### BRIEF
Copy out every line from the records below that contains the word "hand", leaving out all other lines.

══ EXERCISE INPUTS ══

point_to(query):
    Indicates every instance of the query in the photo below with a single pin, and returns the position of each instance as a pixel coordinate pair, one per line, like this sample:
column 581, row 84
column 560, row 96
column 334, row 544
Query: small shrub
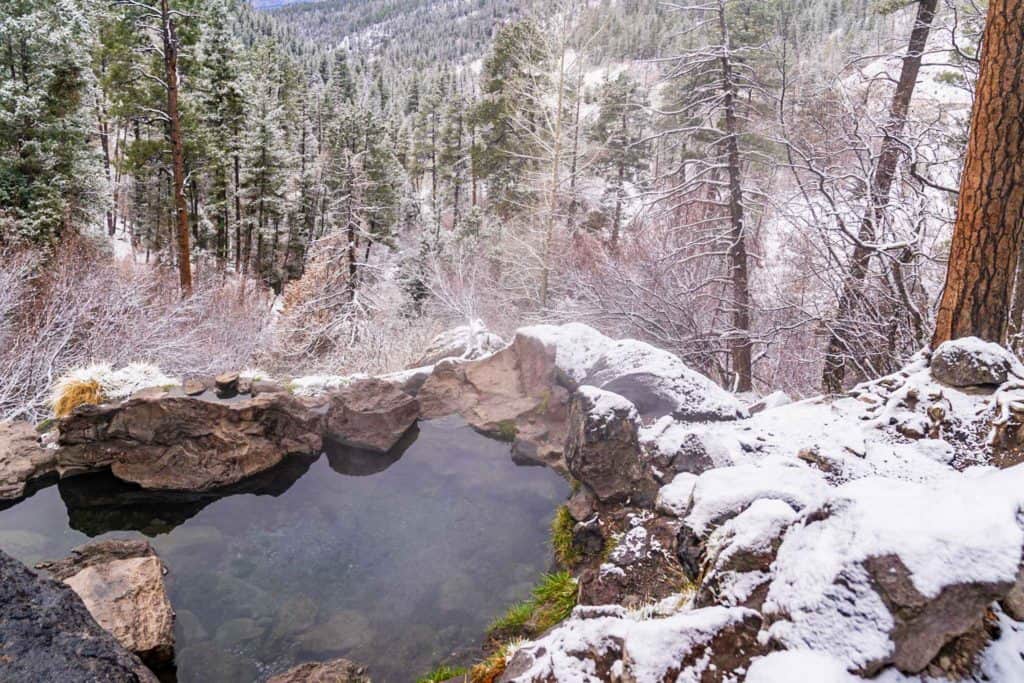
column 561, row 538
column 74, row 392
column 442, row 673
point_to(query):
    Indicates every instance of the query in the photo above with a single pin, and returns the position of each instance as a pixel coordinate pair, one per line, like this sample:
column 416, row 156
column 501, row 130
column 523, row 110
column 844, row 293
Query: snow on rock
column 946, row 549
column 601, row 644
column 658, row 384
column 971, row 361
column 655, row 381
column 315, row 385
column 675, row 498
column 468, row 342
column 723, row 493
column 603, row 406
column 793, row 666
column 117, row 384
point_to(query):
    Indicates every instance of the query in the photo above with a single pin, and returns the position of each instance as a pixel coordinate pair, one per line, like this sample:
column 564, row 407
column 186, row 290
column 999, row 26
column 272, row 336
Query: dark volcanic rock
column 46, row 634
column 122, row 585
column 371, row 414
column 336, row 671
column 23, row 460
column 970, row 361
column 603, row 452
column 182, row 443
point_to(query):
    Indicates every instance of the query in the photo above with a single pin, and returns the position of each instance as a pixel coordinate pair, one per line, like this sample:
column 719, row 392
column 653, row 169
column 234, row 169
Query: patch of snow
column 314, row 385
column 954, row 530
column 724, row 492
column 604, row 404
column 117, row 384
column 793, row 666
column 674, row 499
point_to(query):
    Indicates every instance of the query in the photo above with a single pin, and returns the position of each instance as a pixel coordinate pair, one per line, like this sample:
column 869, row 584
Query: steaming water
column 397, row 562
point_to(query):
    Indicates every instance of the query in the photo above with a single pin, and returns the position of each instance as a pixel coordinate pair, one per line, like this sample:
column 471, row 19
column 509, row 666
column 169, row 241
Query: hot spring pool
column 397, row 561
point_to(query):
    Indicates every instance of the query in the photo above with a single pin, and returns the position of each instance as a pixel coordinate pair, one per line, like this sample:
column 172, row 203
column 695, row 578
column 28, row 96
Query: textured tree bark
column 834, row 374
column 739, row 339
column 989, row 231
column 177, row 146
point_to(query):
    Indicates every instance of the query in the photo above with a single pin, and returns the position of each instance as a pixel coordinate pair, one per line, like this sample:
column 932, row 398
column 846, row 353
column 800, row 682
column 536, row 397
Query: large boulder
column 371, row 414
column 122, row 586
column 971, row 361
column 712, row 645
column 468, row 342
column 336, row 671
column 603, row 452
column 522, row 391
column 892, row 572
column 23, row 460
column 46, row 634
column 174, row 442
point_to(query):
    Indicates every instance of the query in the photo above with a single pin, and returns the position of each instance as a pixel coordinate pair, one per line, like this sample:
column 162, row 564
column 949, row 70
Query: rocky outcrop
column 122, row 586
column 371, row 414
column 522, row 391
column 971, row 361
column 337, row 671
column 468, row 342
column 602, row 451
column 175, row 442
column 23, row 460
column 46, row 634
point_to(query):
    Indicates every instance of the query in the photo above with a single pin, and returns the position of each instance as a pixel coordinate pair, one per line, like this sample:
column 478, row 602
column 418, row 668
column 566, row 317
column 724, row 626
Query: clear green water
column 397, row 562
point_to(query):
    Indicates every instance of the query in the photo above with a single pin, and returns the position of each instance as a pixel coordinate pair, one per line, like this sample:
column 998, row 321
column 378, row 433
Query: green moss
column 609, row 547
column 555, row 597
column 551, row 603
column 507, row 430
column 561, row 538
column 442, row 673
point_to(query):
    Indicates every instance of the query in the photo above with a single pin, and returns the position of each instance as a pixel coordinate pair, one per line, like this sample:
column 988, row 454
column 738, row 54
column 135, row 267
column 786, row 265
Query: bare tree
column 989, row 231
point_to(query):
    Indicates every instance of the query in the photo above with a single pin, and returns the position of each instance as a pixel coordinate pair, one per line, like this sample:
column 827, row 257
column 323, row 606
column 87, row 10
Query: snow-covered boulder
column 522, row 391
column 596, row 644
column 889, row 571
column 658, row 384
column 739, row 553
column 602, row 451
column 971, row 361
column 468, row 342
column 723, row 493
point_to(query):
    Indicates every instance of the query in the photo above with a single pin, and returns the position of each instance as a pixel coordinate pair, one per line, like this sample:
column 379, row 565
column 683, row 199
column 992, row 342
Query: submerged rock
column 177, row 442
column 23, row 460
column 337, row 671
column 122, row 586
column 46, row 634
column 971, row 361
column 603, row 452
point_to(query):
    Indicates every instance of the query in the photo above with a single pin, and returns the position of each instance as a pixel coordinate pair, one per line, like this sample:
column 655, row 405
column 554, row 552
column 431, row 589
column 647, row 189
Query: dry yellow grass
column 74, row 392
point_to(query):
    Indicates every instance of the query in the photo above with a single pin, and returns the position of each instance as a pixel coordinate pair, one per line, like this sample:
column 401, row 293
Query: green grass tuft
column 507, row 430
column 561, row 539
column 442, row 673
column 552, row 602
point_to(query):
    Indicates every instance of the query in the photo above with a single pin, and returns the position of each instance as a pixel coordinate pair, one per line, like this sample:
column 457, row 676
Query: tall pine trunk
column 834, row 375
column 170, row 40
column 739, row 338
column 989, row 231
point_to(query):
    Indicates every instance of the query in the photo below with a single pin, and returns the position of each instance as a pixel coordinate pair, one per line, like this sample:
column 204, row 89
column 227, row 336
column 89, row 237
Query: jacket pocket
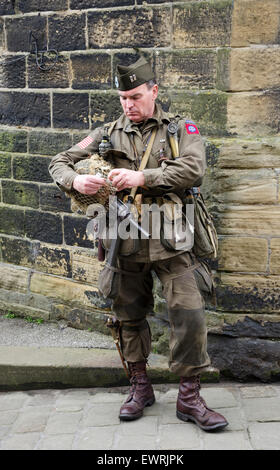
column 205, row 283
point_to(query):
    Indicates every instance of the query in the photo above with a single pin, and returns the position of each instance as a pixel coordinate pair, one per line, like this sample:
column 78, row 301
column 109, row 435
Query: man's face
column 138, row 104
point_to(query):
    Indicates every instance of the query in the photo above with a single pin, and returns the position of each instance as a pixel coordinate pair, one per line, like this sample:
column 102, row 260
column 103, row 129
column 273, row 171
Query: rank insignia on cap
column 85, row 142
column 191, row 127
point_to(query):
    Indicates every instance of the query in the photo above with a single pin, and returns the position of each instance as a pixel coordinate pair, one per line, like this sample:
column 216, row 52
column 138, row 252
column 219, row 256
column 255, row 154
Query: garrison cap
column 134, row 75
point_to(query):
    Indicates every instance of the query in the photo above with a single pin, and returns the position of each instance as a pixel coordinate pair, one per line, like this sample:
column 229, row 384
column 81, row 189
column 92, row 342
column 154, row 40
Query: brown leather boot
column 192, row 407
column 141, row 393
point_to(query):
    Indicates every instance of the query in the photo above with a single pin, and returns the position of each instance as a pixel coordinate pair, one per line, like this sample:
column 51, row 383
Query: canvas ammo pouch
column 109, row 282
column 205, row 283
column 205, row 235
column 175, row 233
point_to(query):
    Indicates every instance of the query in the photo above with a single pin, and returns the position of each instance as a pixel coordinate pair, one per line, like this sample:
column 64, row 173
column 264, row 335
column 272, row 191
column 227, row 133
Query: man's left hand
column 122, row 178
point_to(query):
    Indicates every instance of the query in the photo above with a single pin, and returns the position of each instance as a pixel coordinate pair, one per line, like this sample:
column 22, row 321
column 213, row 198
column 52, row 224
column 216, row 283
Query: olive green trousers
column 184, row 283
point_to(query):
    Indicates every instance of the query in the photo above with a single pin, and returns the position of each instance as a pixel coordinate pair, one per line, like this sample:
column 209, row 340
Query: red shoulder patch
column 85, row 142
column 191, row 127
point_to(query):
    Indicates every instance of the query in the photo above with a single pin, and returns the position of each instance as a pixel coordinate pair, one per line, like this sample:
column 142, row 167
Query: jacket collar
column 127, row 125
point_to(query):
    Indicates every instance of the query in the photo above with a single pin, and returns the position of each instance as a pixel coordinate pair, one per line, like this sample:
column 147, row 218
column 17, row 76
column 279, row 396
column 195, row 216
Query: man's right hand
column 88, row 184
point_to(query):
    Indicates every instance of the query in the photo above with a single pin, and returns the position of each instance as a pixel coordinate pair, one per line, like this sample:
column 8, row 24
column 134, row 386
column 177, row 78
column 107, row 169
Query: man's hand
column 88, row 184
column 122, row 178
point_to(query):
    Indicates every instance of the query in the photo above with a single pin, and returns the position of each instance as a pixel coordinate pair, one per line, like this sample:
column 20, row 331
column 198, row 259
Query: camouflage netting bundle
column 95, row 165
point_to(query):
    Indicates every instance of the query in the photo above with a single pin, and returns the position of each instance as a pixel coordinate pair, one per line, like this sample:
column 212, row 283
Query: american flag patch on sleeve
column 85, row 142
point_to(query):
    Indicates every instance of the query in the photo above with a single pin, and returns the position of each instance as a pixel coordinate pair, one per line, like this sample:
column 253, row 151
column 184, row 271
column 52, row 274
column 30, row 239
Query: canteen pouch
column 205, row 235
column 205, row 283
column 173, row 223
column 109, row 282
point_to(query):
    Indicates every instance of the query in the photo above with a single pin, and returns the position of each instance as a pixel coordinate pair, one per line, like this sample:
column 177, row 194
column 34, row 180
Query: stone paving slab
column 87, row 419
column 23, row 367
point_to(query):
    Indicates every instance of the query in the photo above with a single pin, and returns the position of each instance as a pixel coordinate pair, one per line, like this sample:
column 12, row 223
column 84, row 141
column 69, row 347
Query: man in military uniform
column 178, row 271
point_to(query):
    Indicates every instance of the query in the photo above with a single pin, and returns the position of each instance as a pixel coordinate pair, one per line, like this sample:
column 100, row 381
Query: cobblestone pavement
column 87, row 419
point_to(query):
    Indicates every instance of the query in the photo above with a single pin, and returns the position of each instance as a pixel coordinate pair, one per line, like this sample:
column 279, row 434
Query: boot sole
column 214, row 427
column 133, row 417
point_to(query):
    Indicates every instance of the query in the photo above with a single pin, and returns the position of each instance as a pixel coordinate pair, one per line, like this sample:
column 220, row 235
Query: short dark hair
column 151, row 83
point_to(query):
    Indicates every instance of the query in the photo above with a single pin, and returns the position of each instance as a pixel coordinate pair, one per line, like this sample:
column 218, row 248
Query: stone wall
column 218, row 63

═══

### TASK RESPONSE
Query: man's left hand
Query: man's right hand
Query: man's hand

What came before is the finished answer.